Мы все до сих пор отсчитываем дни с 9 мая, как четыре года назад отсчитывали дни с 22 июня. Но ныне первыми днями победы мы датируем события, полные радости, потому что первые дни мира — это прежде всего дни великих возвращений. Возвращаем мир, и вместе с ним начинает возвращаться все, чем он прекрасен...
На тридцать шестой день победы открылся Екатерининский парк в Пушкине. Еще Пушкин весь в развалинах, но люди давно вернулись сюда, а 17 июня десятки тысяч ленинградцев вновь приехали в любимые сады только затем, чтобы бродить по «таинственным долинам», лежать на траве, смотреть на могучие деревья и буйно разросшиеся за годы войны кустарники. Так деревья и земля вновь возвращаются к человеку — не затем, чтобы маскировать его, скрывать в траншеях и ямах, а для того, чтобы радовать и утешать, как когда-то... нет, еще любовней и заботливей, чем тогда: ведь мы так истосковались по природе за эти годы.
Еще закрыт Александровский парк — он не до конца разминирован, но в Екатерининском уже давно сровняли с землей немецкие кладбища, и юный бронзовый Пушкин вновь мечтает на своей скамье в лицейском садике, и воспетая им «Молочница», извлеченная из земли, как прежде, склонясь, сидит на камне. Правда, куда-то пропала разбитая урна, и струя, изливавшаяся из нее, ныне иссякла; но ведь поэт назвал ее «вечной струей», — скоро она заблещет вновь, скоро и она вернется.

- [Задание]: Какие календарные даты с указанием числа и месяца названы в тексте об открытии Екатерининского парка? Перечислите все.

- [Исходные данные]:
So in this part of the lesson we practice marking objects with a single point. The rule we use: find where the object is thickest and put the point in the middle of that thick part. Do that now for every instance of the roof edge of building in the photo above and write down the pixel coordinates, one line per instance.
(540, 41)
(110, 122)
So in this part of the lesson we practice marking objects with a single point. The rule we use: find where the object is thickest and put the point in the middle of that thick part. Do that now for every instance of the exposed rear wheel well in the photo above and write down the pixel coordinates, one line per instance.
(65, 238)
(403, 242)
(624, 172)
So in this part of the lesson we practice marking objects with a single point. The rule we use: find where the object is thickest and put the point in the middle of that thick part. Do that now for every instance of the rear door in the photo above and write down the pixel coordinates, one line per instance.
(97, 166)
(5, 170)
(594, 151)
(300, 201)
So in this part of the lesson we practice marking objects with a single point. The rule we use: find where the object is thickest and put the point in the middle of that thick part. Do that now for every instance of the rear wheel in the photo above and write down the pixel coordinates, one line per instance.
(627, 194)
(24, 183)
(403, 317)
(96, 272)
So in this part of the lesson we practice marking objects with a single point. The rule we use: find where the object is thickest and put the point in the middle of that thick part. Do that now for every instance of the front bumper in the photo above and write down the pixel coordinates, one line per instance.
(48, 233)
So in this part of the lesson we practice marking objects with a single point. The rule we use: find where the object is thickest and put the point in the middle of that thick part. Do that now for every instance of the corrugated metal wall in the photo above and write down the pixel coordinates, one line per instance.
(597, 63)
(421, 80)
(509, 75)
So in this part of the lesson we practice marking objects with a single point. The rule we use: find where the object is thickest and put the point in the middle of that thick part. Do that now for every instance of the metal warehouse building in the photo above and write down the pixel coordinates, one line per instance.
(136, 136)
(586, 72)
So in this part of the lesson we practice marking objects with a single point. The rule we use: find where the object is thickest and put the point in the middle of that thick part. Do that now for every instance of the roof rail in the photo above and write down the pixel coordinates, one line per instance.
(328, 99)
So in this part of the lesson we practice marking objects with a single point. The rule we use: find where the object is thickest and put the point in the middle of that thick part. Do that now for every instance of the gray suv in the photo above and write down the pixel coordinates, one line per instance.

- [Решение задачи]: 9 мая, 22 июня, 17 июня